### TO DO
Print the portion of the market commentary below that runs from "- While we still" up to and including "long-term financial goals.", reproducing it word for word.

- The U.S. economy has been sending somewhat mixed messages, with strong GDP growth counter-balanced by a slowing labor market. U.S GDP grew at a better-than-expected annual rate of 3.8% in the second quarter of 2025, according to the final estimate of the U.S. Bureau of Economic Analysis. For the third quarter ended September 30th, the forecasts for GDP growth range from 3.9% (the Fed’s GDPNow model) to 2.5% (the New York Fed’s projection).
- Another bright spot in the economy has been corporate earnings, which have continued to grow at a solid clip so far this year. Year-over-year earnings of the S&P 500 Index grew by 11% in Q2 and are expected to grow by nearly 8% in Q3, which would be the ninth consecutive quarter of earnings growth for the index.
- But not all the economic news is this optimistic, with the U.S. labor market starting to show some cracks. The August unemployment rate rose to 4.3%, up from 4.2% in July, as a modest 22,000 jobs were added during the month. The unemployment rate has shown a steady uptick since June, when the rate stood at 4.1%. Persistently weak hiring since the spring has contributed to the uptick, but the lack of mass firings has also kept a lid on unemployment.
- Consumer confidence also fell in September due to growing worries about the labor market. And fears about inflation re-igniting continued to play out in August. The Consumer Price Index (CPI), the broadest measure of inflation, increased by 2.9% year-over-year in August 2025, up from 2.7% in July. Elevated costs for food, shelter and services contributed to the increase.
- Adding to the uncertainties, Congress failed to pass a continuing resolution to fund the government beyond midnight on September 30th, causing the government to shut down. Prolonged shutdowns can impair economic activity and reduce government revenues and spending. However, financial markets have historically treated shutdowns as a short-term disruption, triggering a typical “risk-off” reaction. That means that volatility can rise, the dollar may fall, and stock markets can sell-off. But the depth of a sell-off tends to mirror the length of the shutdown, with markets bouncing back quickly once government operations are restored.
- Looking forward, we are somewhat cautious on equities in the near term given the economic, fiscal, and geo-political uncertainties. We also consider the broad market to be fairly valued, based on the S&P 500’s current forward price-to-earnings ratio of approximately 22.5 times, just above its 5-year average of 20 times.
- However, we believe that many parts of the market warrant valuations higher than historical averages based on factors like technological progress, productivity advances, and asset-light business models that have produced consistently higher profit margins and free cash flow for a large number of companies in the S&P 500 Index.
- In addition, not all segments of the market carry lofty valuations. For example, many healthcare, energy, and financial stocks are trading substantially below the market’s average P/E multiple, and we continue to look for opportunities in these and other undervalued sectors.
- Overall, we continue to favor more value-oriented, dividend-paying stocks that have strong cash flow characteristics, leading market share, a wide economic moat, and solid growth prospects.
- While we still own 6-12 month Treasury bills with annualized yields just below 4% for excess cash, we are on the lookout for additional income securities as those Treasury yields decline.
- We continue to emphasize to our clients the importance of sticking to a long-term investment plan focused on their specific goals and objectives. We believe our patient, disciplined approach to individual security selection offers our clients strong, long-term return potential in a transparent, cost effective, and tax efficient manner.
- We appreciate your confidence in our time-tested investment philosophy, and we remain steadfast in our commitment to helping our clients and their families reach their long-term financial goals.

Image-grounded pointing data:
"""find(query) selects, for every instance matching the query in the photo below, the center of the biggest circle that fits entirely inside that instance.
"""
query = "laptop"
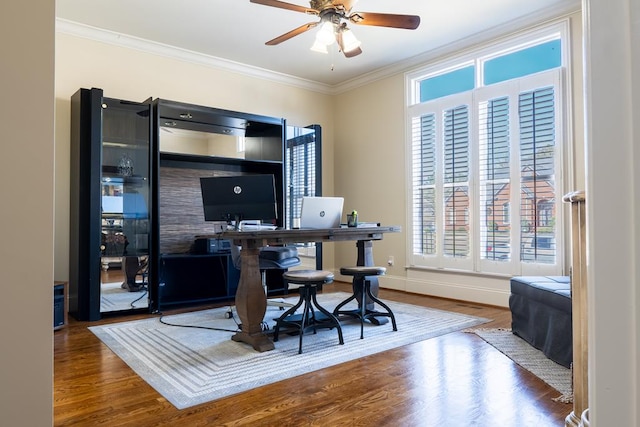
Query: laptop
(321, 212)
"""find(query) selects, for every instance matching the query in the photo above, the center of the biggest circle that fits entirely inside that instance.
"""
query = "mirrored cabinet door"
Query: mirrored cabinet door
(109, 212)
(124, 219)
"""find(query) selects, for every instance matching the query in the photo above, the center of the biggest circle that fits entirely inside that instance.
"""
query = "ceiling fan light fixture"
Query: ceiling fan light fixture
(326, 34)
(319, 47)
(349, 40)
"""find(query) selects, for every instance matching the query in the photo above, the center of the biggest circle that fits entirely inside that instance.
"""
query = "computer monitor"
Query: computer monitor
(240, 197)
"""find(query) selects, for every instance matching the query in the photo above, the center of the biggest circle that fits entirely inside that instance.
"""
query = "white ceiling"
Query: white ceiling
(236, 30)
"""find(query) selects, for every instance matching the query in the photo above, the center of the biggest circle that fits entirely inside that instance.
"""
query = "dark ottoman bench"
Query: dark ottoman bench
(541, 314)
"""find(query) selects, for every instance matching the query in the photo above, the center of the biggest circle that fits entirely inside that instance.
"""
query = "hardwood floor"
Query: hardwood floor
(453, 380)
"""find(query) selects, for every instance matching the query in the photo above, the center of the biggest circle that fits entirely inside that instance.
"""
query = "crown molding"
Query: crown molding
(560, 11)
(76, 29)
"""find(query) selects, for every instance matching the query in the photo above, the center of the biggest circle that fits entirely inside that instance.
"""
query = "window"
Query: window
(478, 151)
(302, 174)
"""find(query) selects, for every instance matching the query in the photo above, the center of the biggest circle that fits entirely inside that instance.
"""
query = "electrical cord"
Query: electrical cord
(201, 327)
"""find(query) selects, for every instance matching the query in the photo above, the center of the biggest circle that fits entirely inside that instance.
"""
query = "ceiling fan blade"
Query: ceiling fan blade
(409, 22)
(284, 5)
(355, 52)
(297, 31)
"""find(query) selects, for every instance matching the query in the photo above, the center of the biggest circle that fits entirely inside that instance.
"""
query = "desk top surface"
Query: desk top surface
(263, 237)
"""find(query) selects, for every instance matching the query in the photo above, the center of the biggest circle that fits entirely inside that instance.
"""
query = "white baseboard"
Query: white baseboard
(482, 290)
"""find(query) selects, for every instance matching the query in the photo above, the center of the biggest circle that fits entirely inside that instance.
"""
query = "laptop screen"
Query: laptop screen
(321, 212)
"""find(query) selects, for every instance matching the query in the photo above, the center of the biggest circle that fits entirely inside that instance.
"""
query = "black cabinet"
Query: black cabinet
(135, 194)
(110, 190)
(193, 278)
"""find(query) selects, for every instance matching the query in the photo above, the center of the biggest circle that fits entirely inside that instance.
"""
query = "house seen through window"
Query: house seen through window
(485, 136)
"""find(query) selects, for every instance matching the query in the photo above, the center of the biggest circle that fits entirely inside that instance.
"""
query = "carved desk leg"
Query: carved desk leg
(251, 302)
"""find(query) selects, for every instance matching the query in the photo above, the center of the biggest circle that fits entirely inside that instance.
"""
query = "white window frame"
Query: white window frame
(475, 263)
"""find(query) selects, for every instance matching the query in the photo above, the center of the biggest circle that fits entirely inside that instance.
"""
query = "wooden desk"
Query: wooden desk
(251, 301)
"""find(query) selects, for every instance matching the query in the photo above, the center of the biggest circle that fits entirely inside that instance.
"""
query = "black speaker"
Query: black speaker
(58, 306)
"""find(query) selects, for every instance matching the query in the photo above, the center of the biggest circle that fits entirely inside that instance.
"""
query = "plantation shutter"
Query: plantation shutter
(300, 161)
(537, 175)
(424, 181)
(456, 181)
(495, 185)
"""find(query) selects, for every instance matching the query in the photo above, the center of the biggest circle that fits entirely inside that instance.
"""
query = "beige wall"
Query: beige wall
(370, 171)
(133, 75)
(364, 155)
(26, 214)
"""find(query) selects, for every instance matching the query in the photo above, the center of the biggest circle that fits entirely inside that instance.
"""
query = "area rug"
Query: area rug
(200, 363)
(531, 359)
(114, 298)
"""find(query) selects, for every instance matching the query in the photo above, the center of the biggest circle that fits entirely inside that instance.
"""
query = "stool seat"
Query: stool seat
(309, 280)
(362, 292)
(363, 271)
(318, 277)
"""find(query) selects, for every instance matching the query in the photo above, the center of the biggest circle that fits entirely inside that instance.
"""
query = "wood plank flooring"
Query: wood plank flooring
(453, 380)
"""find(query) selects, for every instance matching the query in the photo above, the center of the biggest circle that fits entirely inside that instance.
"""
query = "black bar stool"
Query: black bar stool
(362, 293)
(309, 318)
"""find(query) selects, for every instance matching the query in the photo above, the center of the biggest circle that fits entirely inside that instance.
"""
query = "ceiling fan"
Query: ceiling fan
(334, 16)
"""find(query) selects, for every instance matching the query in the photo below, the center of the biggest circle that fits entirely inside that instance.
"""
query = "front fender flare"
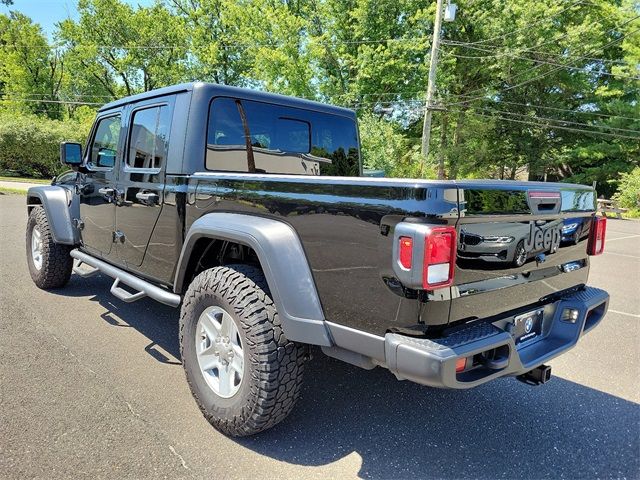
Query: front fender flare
(284, 264)
(58, 206)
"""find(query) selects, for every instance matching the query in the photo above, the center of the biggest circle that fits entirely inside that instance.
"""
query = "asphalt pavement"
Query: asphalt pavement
(91, 387)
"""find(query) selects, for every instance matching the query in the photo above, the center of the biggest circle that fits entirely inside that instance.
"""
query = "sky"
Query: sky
(49, 12)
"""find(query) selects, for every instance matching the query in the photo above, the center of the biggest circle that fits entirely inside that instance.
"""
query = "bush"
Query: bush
(30, 145)
(628, 193)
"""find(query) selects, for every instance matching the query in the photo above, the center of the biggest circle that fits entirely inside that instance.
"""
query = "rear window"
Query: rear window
(257, 137)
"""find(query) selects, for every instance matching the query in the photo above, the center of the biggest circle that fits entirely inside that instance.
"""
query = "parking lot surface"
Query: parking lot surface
(91, 387)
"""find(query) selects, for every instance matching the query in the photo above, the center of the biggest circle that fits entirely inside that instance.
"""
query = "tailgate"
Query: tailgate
(519, 243)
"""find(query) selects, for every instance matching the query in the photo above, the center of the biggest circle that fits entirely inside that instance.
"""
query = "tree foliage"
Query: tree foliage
(544, 90)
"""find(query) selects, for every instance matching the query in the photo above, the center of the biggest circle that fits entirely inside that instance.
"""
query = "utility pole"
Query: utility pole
(426, 126)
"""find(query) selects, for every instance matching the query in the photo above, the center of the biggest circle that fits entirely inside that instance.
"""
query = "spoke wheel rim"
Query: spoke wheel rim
(219, 351)
(36, 248)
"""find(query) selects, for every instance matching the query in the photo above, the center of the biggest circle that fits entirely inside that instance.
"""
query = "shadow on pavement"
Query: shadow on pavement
(399, 429)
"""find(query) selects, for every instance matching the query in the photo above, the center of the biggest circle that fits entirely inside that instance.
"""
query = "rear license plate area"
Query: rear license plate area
(526, 327)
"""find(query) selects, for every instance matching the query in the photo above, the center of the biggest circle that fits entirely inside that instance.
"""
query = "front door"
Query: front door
(141, 181)
(97, 189)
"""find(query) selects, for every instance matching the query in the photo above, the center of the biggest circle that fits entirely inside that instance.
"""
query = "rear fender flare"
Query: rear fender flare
(284, 264)
(60, 205)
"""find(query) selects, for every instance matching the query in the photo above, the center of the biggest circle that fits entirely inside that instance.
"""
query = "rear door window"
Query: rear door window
(104, 147)
(257, 137)
(148, 141)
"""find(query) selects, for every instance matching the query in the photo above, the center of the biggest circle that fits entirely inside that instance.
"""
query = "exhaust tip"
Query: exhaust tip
(537, 376)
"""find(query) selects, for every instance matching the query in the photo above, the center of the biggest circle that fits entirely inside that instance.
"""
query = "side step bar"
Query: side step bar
(144, 288)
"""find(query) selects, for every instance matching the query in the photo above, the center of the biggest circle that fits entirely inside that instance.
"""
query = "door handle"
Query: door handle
(148, 198)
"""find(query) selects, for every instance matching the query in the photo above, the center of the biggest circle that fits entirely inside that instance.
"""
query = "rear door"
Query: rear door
(142, 178)
(97, 186)
(517, 245)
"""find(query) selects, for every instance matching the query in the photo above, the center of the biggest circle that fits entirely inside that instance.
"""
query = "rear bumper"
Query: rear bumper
(433, 362)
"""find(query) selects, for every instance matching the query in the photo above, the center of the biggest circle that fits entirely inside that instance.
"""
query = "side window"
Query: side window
(148, 138)
(226, 144)
(105, 143)
(282, 139)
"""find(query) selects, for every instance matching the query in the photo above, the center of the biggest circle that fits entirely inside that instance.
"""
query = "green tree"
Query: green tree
(30, 71)
(119, 50)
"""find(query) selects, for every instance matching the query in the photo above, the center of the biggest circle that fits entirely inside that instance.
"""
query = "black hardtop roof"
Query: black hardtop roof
(211, 89)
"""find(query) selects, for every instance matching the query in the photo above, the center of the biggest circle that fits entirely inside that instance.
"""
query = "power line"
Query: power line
(553, 70)
(543, 62)
(8, 99)
(493, 48)
(554, 108)
(224, 45)
(553, 127)
(569, 122)
(528, 26)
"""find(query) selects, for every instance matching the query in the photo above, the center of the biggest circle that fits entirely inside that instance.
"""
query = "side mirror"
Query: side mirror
(71, 154)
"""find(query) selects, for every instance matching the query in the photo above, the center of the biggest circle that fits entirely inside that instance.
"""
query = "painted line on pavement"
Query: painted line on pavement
(624, 313)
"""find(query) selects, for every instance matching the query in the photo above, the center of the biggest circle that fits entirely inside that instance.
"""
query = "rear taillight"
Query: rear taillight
(439, 257)
(596, 236)
(405, 252)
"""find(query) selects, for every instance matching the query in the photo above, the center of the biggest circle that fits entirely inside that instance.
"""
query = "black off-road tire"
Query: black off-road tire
(56, 261)
(273, 365)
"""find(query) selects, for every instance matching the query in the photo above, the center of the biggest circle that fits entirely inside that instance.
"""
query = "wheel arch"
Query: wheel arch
(282, 260)
(57, 203)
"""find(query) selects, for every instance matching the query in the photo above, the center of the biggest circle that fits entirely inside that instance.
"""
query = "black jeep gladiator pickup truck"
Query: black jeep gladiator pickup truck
(251, 212)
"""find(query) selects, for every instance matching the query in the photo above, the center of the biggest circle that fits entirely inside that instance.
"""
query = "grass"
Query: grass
(43, 181)
(12, 191)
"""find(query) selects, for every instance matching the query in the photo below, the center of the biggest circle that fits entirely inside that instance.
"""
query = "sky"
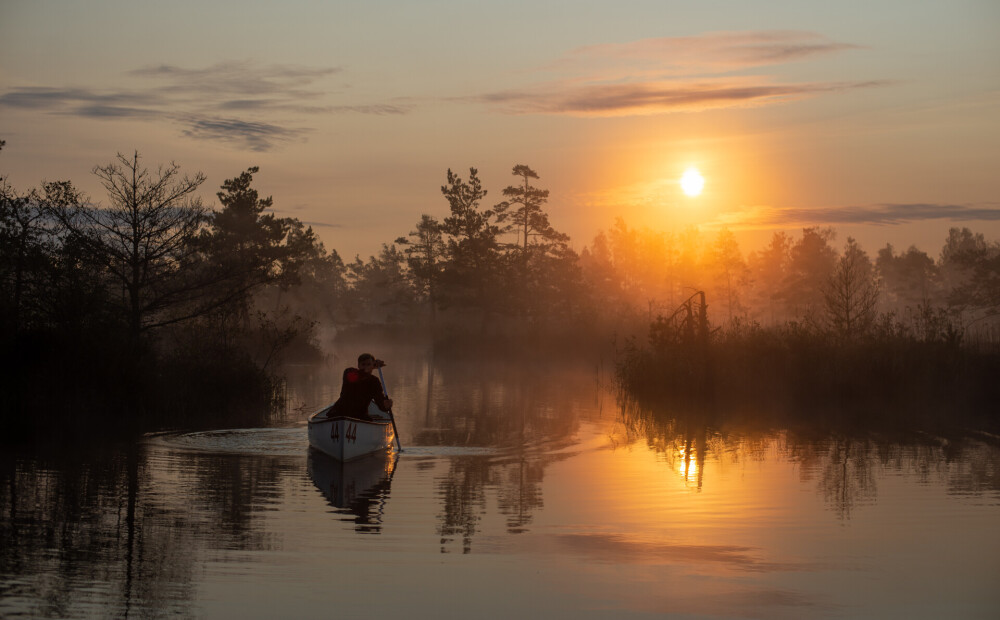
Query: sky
(879, 118)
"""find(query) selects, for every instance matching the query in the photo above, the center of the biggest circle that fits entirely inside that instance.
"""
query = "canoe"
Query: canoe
(346, 439)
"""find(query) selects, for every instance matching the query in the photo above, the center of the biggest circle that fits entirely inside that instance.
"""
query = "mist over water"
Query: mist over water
(524, 488)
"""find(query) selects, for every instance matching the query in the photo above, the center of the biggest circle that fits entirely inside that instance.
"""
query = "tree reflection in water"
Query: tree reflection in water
(844, 463)
(118, 532)
(358, 488)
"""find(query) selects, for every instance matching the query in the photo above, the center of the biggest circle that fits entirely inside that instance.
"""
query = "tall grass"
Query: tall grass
(889, 375)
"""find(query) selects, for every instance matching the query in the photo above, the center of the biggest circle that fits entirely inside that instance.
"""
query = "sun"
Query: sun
(692, 182)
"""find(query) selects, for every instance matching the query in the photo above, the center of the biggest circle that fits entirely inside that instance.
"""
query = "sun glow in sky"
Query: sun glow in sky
(692, 182)
(354, 117)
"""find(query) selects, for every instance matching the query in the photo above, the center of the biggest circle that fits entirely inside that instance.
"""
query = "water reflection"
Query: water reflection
(844, 465)
(501, 460)
(359, 488)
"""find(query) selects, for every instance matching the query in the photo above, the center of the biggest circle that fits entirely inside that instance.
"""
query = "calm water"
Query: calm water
(522, 491)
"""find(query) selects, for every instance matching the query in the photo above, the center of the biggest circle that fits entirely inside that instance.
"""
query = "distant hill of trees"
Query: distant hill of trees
(155, 307)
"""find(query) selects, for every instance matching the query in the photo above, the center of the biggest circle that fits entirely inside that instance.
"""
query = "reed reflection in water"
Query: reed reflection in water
(519, 492)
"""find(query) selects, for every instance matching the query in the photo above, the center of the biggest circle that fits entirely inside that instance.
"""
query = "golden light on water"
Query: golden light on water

### SOLUTION TO THIS PROBLEM
- While we still own 6-12 month Treasury bills with annualized yields just below 4% for excess cash, we are on the lookout for additional income securities as those Treasury yields decline.
- We continue to emphasize to our clients the importance of sticking to a long-term investment plan focused on their specific goals and objectives. We believe our patient, disciplined approach to individual security selection offers our clients strong, long-term return potential in a transparent, cost effective, and tax efficient manner.
- We appreciate your confidence in our time-tested investment philosophy, and we remain steadfast in our commitment to helping our clients and their families reach their long-term financial goals.